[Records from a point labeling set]
○ ○ ○ ○

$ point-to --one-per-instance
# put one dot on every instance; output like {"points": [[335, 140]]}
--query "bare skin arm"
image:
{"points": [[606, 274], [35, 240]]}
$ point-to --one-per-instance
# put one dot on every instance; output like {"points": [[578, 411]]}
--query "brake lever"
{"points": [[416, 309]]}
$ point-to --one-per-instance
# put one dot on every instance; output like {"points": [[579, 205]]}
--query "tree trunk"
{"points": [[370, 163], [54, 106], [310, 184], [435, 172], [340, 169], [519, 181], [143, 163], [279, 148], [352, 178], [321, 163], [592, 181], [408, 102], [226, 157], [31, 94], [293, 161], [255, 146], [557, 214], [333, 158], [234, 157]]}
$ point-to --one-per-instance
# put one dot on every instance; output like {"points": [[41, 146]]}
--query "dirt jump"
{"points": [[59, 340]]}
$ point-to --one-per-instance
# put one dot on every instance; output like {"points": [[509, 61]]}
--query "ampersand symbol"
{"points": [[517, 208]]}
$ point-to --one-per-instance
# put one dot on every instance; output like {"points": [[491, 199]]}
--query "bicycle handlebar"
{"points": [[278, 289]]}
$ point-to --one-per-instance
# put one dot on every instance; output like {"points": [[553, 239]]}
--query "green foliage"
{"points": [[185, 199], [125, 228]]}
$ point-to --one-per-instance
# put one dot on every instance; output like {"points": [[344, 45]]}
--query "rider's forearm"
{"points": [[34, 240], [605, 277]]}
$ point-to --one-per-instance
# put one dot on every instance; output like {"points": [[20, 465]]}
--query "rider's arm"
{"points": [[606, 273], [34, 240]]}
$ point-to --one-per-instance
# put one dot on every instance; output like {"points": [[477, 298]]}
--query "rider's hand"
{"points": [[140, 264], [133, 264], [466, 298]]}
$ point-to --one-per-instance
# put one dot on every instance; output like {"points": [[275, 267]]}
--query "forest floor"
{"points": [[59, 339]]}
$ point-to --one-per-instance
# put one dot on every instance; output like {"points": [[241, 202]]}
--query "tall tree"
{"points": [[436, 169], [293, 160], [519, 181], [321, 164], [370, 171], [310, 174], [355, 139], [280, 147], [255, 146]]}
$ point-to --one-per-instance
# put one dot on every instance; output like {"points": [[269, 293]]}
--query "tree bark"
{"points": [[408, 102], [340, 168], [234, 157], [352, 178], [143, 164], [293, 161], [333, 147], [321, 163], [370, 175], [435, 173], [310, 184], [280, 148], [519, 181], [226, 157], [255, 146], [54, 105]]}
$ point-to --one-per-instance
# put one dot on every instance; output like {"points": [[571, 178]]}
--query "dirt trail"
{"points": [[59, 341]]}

○ ○ ○ ○

**Task instructions:**
Repeat the records exactly, including every line.

**Solution to this problem:**
$ point-to --one-per-instance
# put one dot on every instance; output like {"points": [[335, 140]]}
--query "bare skin arm"
image:
{"points": [[606, 274], [35, 240]]}
$ point-to --one-per-instance
# put one dot on every instance; output like {"points": [[578, 411]]}
--query "brake lever"
{"points": [[416, 309]]}
$ point-to --one-per-instance
# put one dot on every instance; output like {"points": [[579, 205]]}
--query "tree trunk"
{"points": [[370, 163], [54, 106], [310, 184], [435, 172], [340, 169], [519, 181], [143, 163], [279, 148], [352, 178], [321, 163], [592, 181], [408, 102], [226, 157], [31, 94], [293, 161], [255, 146], [557, 214], [333, 158], [234, 157]]}
$ point-to --one-per-instance
# put one dot on every instance; output like {"points": [[41, 146]]}
--query "dirt jump"
{"points": [[59, 340]]}
$ point-to --one-per-instance
# put one dot on every instance; output like {"points": [[509, 61]]}
--query "ampersand symbol"
{"points": [[517, 208]]}
$ point-to --one-per-instance
# put one dot on every instance; output like {"points": [[491, 199]]}
--query "bicycle handlebar"
{"points": [[278, 289]]}
$ point-to --one-per-instance
# put one dot on every instance; output like {"points": [[553, 239]]}
--query "green foliage"
{"points": [[185, 199], [125, 228]]}
$ point-to --one-per-instance
# put one dot on every instance; output like {"points": [[344, 45]]}
--query "rider's forearm"
{"points": [[34, 240], [605, 277]]}
$ point-to --one-per-instance
# put one dot on every instance; output like {"points": [[20, 465]]}
--query "rider's arm"
{"points": [[606, 273], [34, 240]]}
$ point-to --one-per-instance
# put one dot on every instance; output like {"points": [[477, 298]]}
--query "rider's hand"
{"points": [[140, 264], [133, 264], [466, 298]]}
$ point-to --one-per-instance
# put one dot on every instance; output like {"points": [[275, 267]]}
--query "forest floor"
{"points": [[59, 339]]}
$ point-to --one-per-instance
# put one dot on every instance; output like {"points": [[241, 202]]}
--query "tall tree"
{"points": [[436, 169], [293, 160], [519, 181], [321, 164], [370, 171], [310, 174], [355, 139], [280, 147], [255, 146]]}
$ point-to --one-per-instance
# put one dot on every instance; output like {"points": [[269, 293]]}
--query "tree bark"
{"points": [[408, 102], [340, 168], [234, 157], [352, 178], [143, 164], [293, 161], [333, 147], [321, 163], [370, 175], [435, 173], [310, 184], [280, 148], [519, 181], [226, 157], [255, 146], [54, 105]]}
$ point-to --one-per-instance
# put one dot on every instance; output like {"points": [[571, 178]]}
--query "dirt trail"
{"points": [[59, 341]]}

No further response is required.